Selected passage section start

Pacifica locals concerned with new development plan

Save San Pedro Mountain claims the proposal is a dangerous threat to the locals and hillside


Save San Pedro Mountain

The development project dubbed Linda Mar Woods includes 125 units of residential housing and roughly a combined 58 acres.

A plan to build a new residential subdivision in Pacifica along San Pedro Mountain is causing uproar among town residents and nearby neighbors.

The development project dubbed Linda Mar Woods includes 125 units of residential housing and roughly a combined 58 acres. There are two parcels of land with one planned to be in Pacifica territory located at the end of Higgins Way.

According to the project’s website, 60 percent of the land will be set aside as dedicated open space and 40 percent of it will be designated for homes, sidewalks, and parking. The website also claims that at least 30 percent of the homes will be affordable for moderate-income families.

The Pacifica Planning Department says the application from the international cooperation that owns the land is incomplete, meaning there isn’t any new developments or scheduled date for the city to find more about the plan.

Residents of Pacifica aren’t too thrilled about the idea and the possible ramifications it brings along.

While scouring through the planning department’s website back in February, a local neighbor found the project and immediately tipped it off to the occupants that live in the neighborhood.

Nick Lusson is a Pacifica resident that resides on Higgins and is the president of Protect San Pedro Mountain, a nonprofit organization featuring a group of neighbors, small business owners, and community members focused on working with Pacifica to make sure the plan’s current ideas stay away from the San Pedro hillside.

“The people on Higgins; we certainly don’t see ourselves as the only ones with an issue with this because the issue expands far beyond us through the whole community,” Lusson said. “But we kind of started there where we met as a neighborhood and everyone was kind of freaked out, and really worried, and upset about these plans.”

Several nearby opposers met at the Montessori School of Linda Mar on Higgins and held a lengthy discussion about concerns and a plan of action. The result was to create the Protect San Pedro Mountain organization and take the possible threat seriously.

In the developer’s plan, Higgins Way would require a major overhaul during the project. The street is expected to be torn apart to be widened, cutting into some of the school and property. The traffic would be directed to flow near the historic Shamrock Ranch, a family-owned horseback riding location that has been around for generations.

Selected passage section end
Dataset content section start

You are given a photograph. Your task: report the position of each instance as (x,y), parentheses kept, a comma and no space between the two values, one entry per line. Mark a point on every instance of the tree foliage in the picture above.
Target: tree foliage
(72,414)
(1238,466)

Dataset content section end
Dataset content section start

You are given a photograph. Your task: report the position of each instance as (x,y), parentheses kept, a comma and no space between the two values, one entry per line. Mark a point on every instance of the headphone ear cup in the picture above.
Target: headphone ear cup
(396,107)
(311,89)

Dataset content section end

• [Tasks and exercises]:
1. Do the following statements agree with the article on the Linda Mar Woods development? Answer yes or no for each, quoting the words of the article that decide it: (a) The project includes 125 units of residential housing. (b) Half of the land will be set aside as open space. (c) Opponents of the plan met at the Montessori School of Linda Mar.
2. Print the part of the Linda Mar Woods article from "Nick Lusson is" to "San Pedro hillside.".
3. Write what follows in the article on the Pacifica development plan, picking up after its last sentence.

• [Answers to this exercise]:
1.
(a) Yes: "includes 125 units of residential housing"
(b) No: "60 percent of the land will be set aside as dedicated open space"
(c) Yes: "Several nearby opposers met at the Montessori School of Linda Mar on Higgins"

2.
Nick Lusson is a Pacifica resident that resides on Higgins and is the president of Protect San Pedro Mountain, a nonprofit organization featuring a group of neighbors, small business owners, and community members focused on working with Pacifica to make sure the plan’s current ideas stay away from the San Pedro hillside.

3.
Even though the project includes a retaining wall, residents on the streets down below the mountain fear possible landslides dropping on them from above.

“This is a really beautiful part of our community,” Lusson said. “The ecology about it, the biology of it, the usage of it. From hikers, bikers, dog walkers, bird-watchers, you name it. It’s a real cherished part of Pacifica. And it’s also a historic area.”

The Ohlone Portola Heritage Trail included Old San Pedro Road, which residents fear could be in danger of being wiped away with the proposed subdivision. Now, hundreds of visitors use these trails for recreational purposes and there are some reported sightings of possible endangered species around the area.

The organization says that mountain bikers were among the loudest voices against the plan, coming out in crowds on social media.

“I’ve gone on hikes with my local boy scout troop to teach the younger kids about the native plants,” said Pacifica resident Dylan Macias, who is against the project. “I also have gone mountain biking multiple times and know other kids who go up there quite a bit.”

The Linda Mar Woods website says they will work to revamp and enhance mountain bike trails by establishing more “advanced” and “sustainable” trails.

Lusson says Pacifica officials could be leaning in favor of the proposal once the application is complete, but says the lack of support among citizens makes it difficult to support a project this aggressive and costly.

“We’ve hardly found anyone that’s in favor of this, there’s quite a bit of outrage,” Lusson said. “I feel very confident and it’s speculation because it’s not like I have a poll or vote, and my opinion is biased. It seems to me that the vast majority of people that live here are wildly against this and quite up in arms about it.”